Spruce forest, ferns, fog, Catskill Mountains. – Thomas Teich

Teich_Thomas Spruce forest, ferns, fog

©Thomas Teich, Spruce forest, ferns, fog

 

Eerily silent is a good way to describe this place during the making of this picture. I visit this little known section of the Catskill Forest Preserve fairly often and have made good photographs here. On this particular early October afternoon, thick fog formed by morning rain literally enveloped the entire mountainside and cast a hush of silence over the land. That kind of prolonged silence has an amazing effect on me. It stops time. Or at least my perception of time. After I made this exposure, I checked my watch and was stunned to find that it was nearly 5 pm. I had arrived, what seemed like moments ago, shortly after lunch! Such is the calming power of the forest on the human mind. The winding course of autumn ferns had brought me to this cathedral-like stand of spruce. With my 8×10 camera positioned with a wide-angle lens, the exposure using an aperture of f/90 to render the entire image sharply was nearly 10 minutes! Luckily there was absolutely no wind to move the ferns or tree branches. This same lack of wind was responsible for the incredible silence as well. To me, this gentle image gives peace but it also evokes a sense of mystery as my eye is lead on and on into the silence and the fog.

Thomas Teich is an award-winning fine art landscape photographer and naturalist born and raised in New York’s Hudson Valley. At the age of eighteen Tom began photographing with a 4 x 5 inch view camera that belonged to his great uncle, a talented amateur photographer. Visit website!

Spruce forest, snow, sunset, Escarpment Trail – Thomas Teich

Teich-Thomas Spruce forest, snow, sunset, Escarpment trail

©Thomas Teich, Spruce forest, snow, sunset, Escarpment trail

 

This image was the last one made on a magnificent winter day in the northern Catskills. A friend and I snowshoed the Escarpment Trail from North Lake to North Point the day after a snowstorm and made many images in the forests and along the dramatic cliff edges overlooking the Hudson River Valley.

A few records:
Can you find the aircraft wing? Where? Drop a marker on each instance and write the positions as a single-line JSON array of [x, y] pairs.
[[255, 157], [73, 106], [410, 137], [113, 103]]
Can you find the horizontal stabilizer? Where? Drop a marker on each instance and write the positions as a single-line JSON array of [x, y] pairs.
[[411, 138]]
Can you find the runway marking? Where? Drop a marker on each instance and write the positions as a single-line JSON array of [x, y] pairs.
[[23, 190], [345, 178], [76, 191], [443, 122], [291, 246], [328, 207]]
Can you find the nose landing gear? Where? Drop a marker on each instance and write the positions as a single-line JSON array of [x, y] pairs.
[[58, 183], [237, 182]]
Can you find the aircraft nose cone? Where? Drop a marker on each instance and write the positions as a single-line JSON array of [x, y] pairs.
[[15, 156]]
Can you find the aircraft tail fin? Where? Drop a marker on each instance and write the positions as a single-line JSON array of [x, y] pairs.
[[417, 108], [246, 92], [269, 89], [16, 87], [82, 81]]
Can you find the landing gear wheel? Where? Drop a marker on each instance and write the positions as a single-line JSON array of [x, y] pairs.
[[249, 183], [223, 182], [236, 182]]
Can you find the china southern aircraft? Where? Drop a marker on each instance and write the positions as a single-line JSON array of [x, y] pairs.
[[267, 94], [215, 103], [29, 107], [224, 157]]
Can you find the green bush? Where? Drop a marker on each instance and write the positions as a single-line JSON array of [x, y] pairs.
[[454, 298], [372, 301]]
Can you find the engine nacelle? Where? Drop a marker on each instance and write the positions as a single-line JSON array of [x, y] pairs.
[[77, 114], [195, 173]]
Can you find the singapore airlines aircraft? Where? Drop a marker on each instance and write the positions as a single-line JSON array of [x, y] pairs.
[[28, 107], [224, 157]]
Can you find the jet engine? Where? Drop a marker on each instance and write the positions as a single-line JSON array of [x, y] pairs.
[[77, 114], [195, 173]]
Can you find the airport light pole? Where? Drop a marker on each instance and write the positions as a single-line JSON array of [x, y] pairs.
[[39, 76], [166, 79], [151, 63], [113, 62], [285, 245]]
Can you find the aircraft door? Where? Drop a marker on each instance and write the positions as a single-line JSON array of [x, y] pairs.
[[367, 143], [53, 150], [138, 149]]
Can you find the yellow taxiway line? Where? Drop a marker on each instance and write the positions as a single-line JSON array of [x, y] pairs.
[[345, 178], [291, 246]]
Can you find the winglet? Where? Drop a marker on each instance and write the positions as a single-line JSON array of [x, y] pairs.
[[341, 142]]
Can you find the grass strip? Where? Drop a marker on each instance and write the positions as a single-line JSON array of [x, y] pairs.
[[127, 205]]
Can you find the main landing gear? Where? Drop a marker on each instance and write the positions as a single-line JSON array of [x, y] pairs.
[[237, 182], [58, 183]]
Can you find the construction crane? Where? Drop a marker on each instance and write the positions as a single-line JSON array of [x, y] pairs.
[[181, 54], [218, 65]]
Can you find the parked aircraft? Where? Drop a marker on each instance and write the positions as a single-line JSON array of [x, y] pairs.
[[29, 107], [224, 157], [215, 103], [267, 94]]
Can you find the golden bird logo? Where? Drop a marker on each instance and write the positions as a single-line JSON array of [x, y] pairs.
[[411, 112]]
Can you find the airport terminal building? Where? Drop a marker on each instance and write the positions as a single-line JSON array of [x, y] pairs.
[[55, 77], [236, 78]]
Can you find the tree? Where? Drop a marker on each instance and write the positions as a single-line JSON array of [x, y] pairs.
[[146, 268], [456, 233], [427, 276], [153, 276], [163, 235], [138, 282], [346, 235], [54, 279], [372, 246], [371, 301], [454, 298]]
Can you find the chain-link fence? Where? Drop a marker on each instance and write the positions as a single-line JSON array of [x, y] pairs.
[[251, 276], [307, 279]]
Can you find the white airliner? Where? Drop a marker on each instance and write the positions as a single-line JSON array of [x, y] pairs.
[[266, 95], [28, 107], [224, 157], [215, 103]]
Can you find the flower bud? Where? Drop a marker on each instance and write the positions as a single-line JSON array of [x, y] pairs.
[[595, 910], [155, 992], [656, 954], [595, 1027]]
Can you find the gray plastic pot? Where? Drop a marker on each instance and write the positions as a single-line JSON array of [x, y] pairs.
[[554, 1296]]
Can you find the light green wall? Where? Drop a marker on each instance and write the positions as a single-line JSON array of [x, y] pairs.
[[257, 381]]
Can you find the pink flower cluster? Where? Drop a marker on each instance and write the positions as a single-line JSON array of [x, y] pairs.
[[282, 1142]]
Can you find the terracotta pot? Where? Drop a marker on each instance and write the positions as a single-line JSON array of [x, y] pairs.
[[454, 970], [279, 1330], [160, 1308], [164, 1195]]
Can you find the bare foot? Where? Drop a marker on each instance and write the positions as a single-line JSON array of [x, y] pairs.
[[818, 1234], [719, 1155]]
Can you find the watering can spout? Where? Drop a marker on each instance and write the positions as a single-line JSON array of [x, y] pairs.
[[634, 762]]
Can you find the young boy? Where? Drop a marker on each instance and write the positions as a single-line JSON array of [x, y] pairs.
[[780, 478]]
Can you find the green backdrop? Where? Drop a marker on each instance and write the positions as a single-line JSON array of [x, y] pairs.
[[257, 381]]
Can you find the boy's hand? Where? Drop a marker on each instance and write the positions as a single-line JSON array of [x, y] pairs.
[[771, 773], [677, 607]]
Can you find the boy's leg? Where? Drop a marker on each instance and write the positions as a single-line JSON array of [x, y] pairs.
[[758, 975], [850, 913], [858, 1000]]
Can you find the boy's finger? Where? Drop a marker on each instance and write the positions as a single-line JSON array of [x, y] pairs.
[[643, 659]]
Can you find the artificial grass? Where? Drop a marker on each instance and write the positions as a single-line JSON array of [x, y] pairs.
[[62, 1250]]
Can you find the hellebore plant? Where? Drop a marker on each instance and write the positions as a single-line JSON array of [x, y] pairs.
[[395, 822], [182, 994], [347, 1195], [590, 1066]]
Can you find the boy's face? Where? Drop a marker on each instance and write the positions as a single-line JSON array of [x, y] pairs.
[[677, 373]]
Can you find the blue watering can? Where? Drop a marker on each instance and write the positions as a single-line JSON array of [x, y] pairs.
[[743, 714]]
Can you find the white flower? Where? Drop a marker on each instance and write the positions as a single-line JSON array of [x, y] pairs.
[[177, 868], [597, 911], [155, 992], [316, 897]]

Your instructions:
Answer these from the photography text:
(a) About how long was the exposure for the spruce forest image made in the fog?
(b) At what age did Thomas Teich start photographing with a 4 x 5 inch view camera?
(c) Between which two points did the snowshoe trip on the Escarpment Trail run?
These records were drawn from a separate source.

Reply:
(a) Nearly 10 minutes.
(b) Eighteen.
(c) From North Lake to North Point.